**** Records for this task

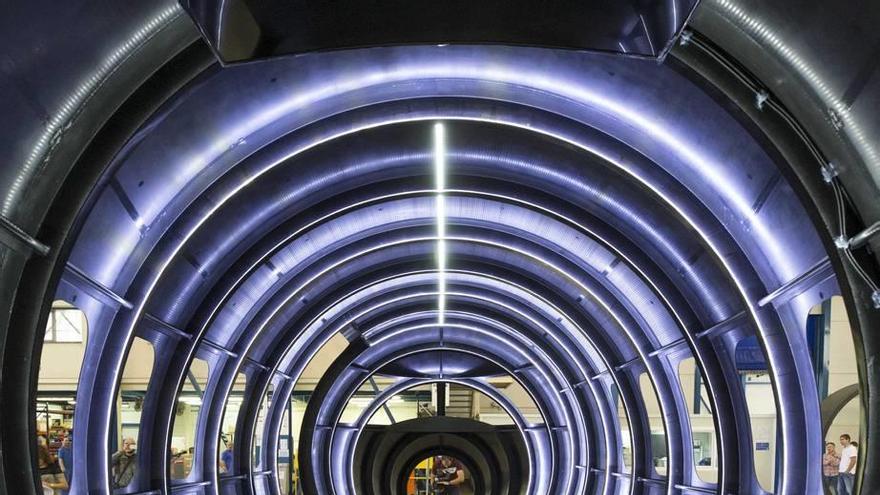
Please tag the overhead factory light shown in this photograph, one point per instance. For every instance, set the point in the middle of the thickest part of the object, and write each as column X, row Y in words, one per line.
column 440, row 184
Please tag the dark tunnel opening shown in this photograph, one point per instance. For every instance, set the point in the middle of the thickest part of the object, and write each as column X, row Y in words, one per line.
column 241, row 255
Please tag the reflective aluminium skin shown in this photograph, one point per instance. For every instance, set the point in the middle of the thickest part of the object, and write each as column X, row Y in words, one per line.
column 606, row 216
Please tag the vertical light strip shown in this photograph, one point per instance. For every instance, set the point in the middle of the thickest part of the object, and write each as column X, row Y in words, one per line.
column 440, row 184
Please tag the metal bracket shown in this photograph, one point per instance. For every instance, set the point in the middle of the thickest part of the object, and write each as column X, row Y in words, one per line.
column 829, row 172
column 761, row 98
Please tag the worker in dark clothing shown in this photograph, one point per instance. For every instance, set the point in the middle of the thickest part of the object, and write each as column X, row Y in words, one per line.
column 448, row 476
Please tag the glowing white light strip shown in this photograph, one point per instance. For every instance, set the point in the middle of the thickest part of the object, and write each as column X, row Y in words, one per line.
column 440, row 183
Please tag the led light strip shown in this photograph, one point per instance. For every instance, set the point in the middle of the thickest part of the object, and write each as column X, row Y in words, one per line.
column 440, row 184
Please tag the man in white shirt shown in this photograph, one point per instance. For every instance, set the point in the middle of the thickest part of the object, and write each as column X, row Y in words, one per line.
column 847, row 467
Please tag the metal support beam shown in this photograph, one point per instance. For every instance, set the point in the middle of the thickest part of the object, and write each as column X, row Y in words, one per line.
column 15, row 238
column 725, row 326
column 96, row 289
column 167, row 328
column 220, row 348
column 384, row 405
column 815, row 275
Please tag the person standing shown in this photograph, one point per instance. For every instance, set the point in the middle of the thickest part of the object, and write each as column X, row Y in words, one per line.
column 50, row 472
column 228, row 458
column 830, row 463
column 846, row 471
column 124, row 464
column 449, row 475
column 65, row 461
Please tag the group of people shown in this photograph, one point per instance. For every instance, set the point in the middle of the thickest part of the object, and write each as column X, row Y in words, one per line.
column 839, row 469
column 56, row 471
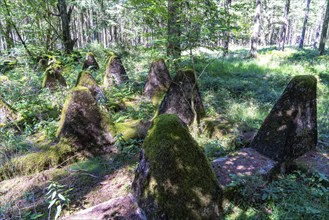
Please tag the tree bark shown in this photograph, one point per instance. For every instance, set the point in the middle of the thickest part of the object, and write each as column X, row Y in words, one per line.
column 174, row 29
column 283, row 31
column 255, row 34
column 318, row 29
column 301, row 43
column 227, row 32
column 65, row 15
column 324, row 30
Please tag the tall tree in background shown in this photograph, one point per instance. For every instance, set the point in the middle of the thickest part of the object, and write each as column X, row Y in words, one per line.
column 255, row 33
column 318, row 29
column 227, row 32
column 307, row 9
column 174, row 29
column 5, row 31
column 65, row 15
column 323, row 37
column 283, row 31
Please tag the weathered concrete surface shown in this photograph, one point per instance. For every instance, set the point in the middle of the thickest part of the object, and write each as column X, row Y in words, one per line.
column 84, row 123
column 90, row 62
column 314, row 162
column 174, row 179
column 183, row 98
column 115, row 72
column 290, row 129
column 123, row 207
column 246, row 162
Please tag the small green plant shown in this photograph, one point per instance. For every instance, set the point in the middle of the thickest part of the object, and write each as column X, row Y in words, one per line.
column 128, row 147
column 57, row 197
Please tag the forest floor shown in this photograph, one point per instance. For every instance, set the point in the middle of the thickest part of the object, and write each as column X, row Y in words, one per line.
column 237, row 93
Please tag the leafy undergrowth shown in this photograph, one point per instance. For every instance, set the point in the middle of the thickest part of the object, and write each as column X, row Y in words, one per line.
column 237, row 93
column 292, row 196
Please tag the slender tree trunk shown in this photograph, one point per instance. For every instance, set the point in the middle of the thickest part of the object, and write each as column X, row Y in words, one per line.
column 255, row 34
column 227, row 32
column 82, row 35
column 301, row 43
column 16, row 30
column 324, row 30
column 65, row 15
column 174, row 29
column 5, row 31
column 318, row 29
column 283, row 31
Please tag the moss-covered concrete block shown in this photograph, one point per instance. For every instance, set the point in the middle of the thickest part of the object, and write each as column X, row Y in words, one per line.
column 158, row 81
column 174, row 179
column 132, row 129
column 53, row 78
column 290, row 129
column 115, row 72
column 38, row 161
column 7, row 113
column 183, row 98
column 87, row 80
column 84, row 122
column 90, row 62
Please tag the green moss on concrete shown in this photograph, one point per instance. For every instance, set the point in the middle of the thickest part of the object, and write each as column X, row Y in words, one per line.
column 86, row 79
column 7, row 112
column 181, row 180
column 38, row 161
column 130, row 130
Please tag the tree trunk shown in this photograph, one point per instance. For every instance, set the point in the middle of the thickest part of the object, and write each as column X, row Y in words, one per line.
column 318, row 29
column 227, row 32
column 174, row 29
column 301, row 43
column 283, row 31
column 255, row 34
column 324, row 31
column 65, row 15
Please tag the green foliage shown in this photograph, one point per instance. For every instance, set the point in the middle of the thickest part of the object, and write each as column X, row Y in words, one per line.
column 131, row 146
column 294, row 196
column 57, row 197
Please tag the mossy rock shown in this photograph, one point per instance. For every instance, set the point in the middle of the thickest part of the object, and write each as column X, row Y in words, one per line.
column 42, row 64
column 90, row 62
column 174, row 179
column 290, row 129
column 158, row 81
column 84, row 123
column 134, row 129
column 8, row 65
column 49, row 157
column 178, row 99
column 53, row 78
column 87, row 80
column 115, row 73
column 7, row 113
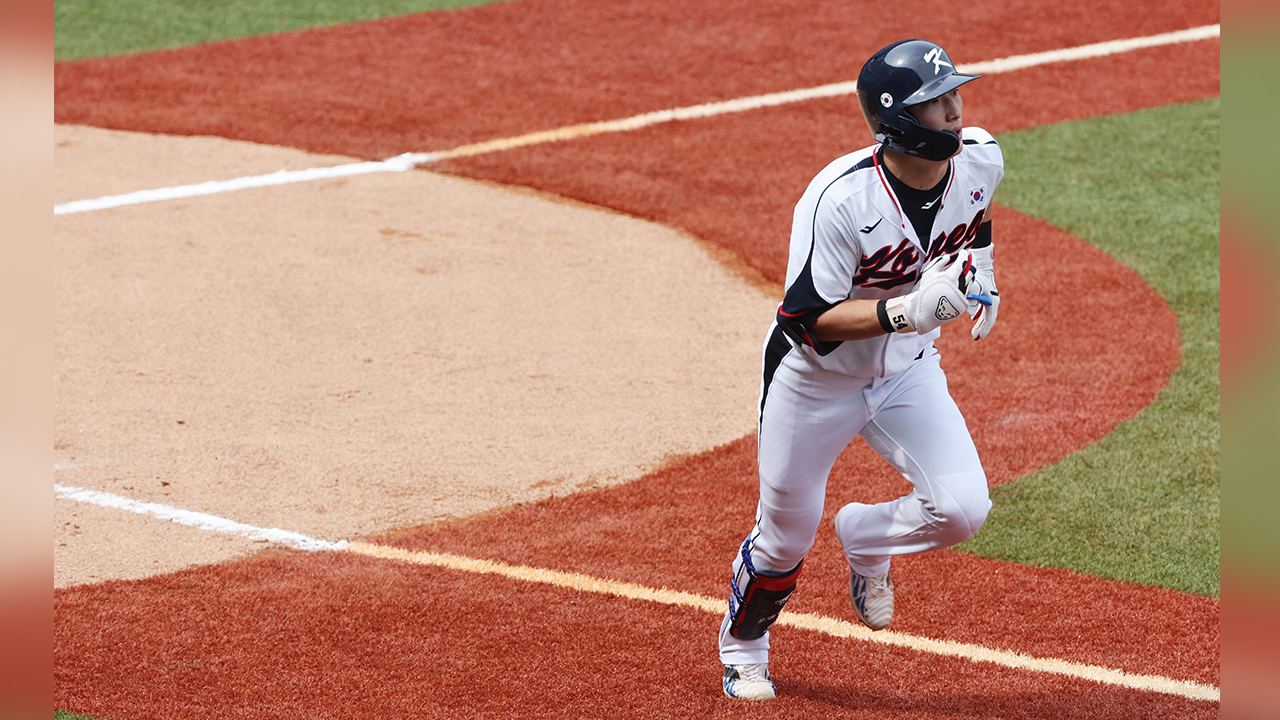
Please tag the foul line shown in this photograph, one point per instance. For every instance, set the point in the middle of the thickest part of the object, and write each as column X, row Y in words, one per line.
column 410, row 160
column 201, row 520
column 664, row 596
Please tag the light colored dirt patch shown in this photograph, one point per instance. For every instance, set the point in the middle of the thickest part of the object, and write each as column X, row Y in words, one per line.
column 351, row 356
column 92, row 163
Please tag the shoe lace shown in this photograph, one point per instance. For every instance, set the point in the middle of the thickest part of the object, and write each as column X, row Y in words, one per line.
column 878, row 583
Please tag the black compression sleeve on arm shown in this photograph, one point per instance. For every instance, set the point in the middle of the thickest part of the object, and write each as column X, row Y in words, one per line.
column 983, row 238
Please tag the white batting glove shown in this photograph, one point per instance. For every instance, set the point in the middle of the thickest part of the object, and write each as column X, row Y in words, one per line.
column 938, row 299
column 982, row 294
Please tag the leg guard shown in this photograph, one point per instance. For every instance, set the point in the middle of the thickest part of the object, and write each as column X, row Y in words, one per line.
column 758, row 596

********

Set problem
Return the records word for word, starting at the line with "Please tag the forest" and ending at the line with "column 292, row 196", including both of those lines.

Reply
Please tag the forest floor shown in this photograph, one point per instance. For every instance, set the point in the middle of the thickest part of the object, and write each as column X, row Y in words, one per line.
column 237, row 93
Please tag the leafy undergrowth shown in this photograph, one point per instance. For every instance, set the point in the middle of the thickest part of the object, and write each as column X, row Y in words, one per line.
column 237, row 93
column 292, row 196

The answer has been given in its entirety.